EXTRAIT DU DOCUMENT.
Une autre privatisation tourne mal, celle du CI, filiale bancaire du GAN.

Le gouvernement compte sur la vente de ce réseau de banques régionales pour renflouer l'assureur public. Deux candidats sont sur les rangs : la BNP et la Société générale. Mais, face à la fronde des salariés et des élus locaux (à commencer par le maire de Lyon Raymond Barre), le gouvernement jette l'éponge : vers la mi-novembre, il interrompt la procédure.

Cap sur la flexibilité

Vers la fin de l'année, Alain Juppé explique à qui veut l'entendre que, si la courbe du chômage ne s'inverse pas avant la fin du premier semestre 1998, « nous sommes cuit », politiquement s'entend. Il entend donc s'attaquer à un nouveau tabou : la flexibilité du travail. Trop de petits patrons (artisans, etc.) n'embauchent pas parce qu'ils craignent d'avoir un jour à supporter le coût d'un licenciement. Il y a là un gisement d'emplois inexploité, estime le Premier ministre, qui se prend à imaginer une forme de contrat à durée déterminée facilement renouvelable. Mais M. Juppé n'a plus guère les moyens politiques de s'attaquer à une telle vache sacrée. En novembre, il bat tous les records d'impopularité dans les sondages : deux Français sur trois réclament son départ.

TRAVAIL DEMANDÉ.
Rédigez la suite du texte sur le gouvernement d'Alain Juppé, en reprenant juste après sa dernière phrase.

SEGMENT DE DONNÉES.
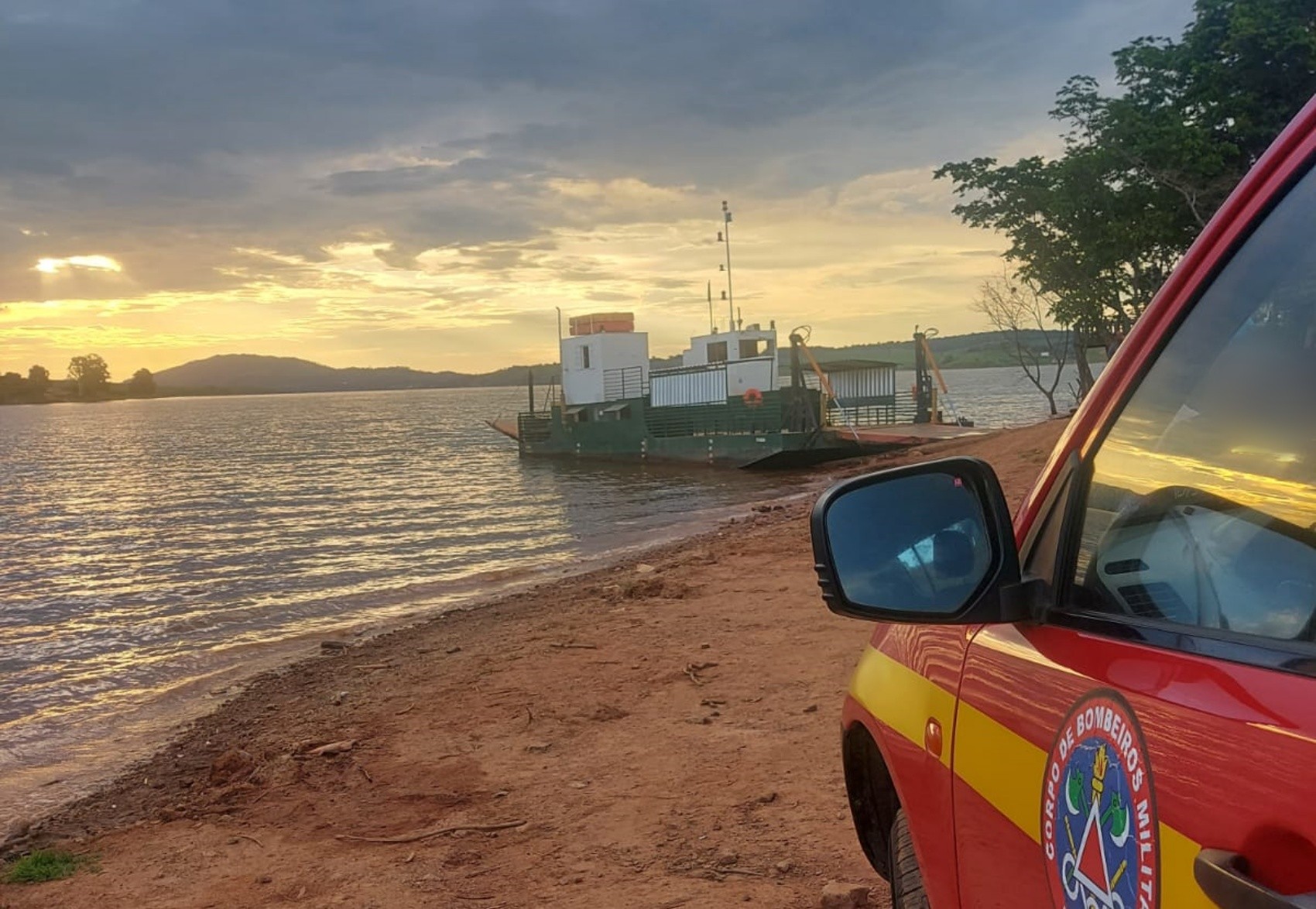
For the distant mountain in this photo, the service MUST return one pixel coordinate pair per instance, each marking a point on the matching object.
(253, 374)
(248, 374)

RÉSULTAT OBTENU.
Valéry Giscard d'Estaing crée la surprise en proposant dans l'Express du 21 novembre une dévaluation du franc, dont il estime qu'il est tiré vers le haut par le Mark et que cette surévaluation est « la cause principale des difficultés dans lesquelles se débat l'économie française ». L'ancien président de la République écrit ainsi : « Je donnerai un seul chiffre. Parmi les 27 pays industriels étudiés par la banque américaine Morgan Stanley, la France se classe au troisième rang pour le coût horaire de sa main-d'œuvre dans l'industrie. Alors qu'en 1985 une heure de travail dans ce secteur coûtait 7,52 dollars en France et 13,01 dollars aux États-Unis, dix ans plus tard, la relation s'est inversée : l'heure de travail coûte 19,34 dollars en France, pour 17,20 aux États-Unis. Cela s'explique par la hausse modérée des salaires aux États-Unis, mais surtout par la forte baisse du dollar. D'où ma proposition, à vrai dire prudente, mais nécessaire : il faut fixer un taux d'échange du franc contre l'euro correspondant à une parité actuelle de 5,50 pour 1 dollar ».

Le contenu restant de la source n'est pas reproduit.